## YOUR INSTRUCTIONS
Report every line of the records that contains the string "excavator", copying each line in full. Matching is case-sensitive.

## Saved entries
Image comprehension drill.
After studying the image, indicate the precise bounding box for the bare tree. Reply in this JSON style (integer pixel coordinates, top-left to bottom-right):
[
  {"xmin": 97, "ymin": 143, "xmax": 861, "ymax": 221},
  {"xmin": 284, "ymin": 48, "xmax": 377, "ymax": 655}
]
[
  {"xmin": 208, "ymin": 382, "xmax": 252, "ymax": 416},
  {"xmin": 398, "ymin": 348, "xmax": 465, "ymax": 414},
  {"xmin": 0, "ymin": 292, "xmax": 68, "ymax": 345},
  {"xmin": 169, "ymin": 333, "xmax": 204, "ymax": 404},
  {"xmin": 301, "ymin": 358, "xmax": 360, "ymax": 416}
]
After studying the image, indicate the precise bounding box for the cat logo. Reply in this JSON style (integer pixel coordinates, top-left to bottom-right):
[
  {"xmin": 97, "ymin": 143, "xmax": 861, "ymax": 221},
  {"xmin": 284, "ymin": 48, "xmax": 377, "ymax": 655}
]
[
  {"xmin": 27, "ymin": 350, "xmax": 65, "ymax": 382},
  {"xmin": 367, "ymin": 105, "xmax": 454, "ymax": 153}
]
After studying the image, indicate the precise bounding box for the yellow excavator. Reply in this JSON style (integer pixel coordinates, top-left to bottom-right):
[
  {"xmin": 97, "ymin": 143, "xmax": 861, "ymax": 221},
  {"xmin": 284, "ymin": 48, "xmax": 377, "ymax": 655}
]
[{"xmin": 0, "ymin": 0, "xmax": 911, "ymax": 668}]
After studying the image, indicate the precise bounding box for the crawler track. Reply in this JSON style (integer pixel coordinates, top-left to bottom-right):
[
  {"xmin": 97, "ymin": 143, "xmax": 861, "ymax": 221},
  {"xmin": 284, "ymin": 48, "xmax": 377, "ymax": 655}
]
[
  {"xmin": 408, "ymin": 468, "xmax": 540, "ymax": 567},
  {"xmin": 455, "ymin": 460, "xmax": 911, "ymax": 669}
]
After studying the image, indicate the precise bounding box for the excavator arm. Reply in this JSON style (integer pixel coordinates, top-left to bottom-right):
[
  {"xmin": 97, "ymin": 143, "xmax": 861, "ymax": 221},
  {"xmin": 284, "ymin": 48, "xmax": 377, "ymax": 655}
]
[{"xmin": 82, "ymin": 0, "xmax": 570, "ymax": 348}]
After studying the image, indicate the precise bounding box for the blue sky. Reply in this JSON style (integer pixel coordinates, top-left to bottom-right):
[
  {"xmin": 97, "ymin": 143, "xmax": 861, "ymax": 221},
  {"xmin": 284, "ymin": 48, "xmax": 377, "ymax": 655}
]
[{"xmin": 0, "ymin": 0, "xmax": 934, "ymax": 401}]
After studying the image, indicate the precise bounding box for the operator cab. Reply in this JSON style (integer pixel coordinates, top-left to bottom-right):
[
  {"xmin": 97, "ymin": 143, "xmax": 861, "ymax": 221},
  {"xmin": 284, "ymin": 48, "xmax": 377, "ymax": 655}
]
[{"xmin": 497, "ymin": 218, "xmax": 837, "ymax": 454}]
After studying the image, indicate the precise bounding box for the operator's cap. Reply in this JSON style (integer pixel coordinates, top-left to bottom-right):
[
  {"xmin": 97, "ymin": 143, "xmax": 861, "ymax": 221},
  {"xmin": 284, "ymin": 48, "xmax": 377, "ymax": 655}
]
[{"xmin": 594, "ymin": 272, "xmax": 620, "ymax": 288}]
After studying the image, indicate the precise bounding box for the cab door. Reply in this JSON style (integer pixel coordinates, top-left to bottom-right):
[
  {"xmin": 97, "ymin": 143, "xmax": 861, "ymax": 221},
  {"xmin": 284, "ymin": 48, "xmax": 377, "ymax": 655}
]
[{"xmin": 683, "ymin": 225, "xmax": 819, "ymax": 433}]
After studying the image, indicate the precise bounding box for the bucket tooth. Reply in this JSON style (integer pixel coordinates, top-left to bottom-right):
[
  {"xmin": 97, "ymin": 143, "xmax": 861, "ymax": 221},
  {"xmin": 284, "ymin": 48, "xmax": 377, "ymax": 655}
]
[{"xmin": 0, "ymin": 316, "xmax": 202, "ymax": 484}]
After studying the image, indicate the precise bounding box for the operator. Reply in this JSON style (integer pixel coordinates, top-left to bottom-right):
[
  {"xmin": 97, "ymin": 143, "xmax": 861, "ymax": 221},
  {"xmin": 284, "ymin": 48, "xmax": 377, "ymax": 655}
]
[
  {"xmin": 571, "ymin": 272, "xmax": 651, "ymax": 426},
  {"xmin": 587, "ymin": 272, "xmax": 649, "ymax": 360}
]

## CORRECT RESPONSE
After studying the image, indicate the precise bounding box for the yellow excavator. Reply in this JSON style (integer pixel coordinates, top-left to bottom-right):
After studying the image, indicate the precise bounding box for the excavator arm. Reply in this JSON style (integer pixel coordinates, top-left to bottom-right):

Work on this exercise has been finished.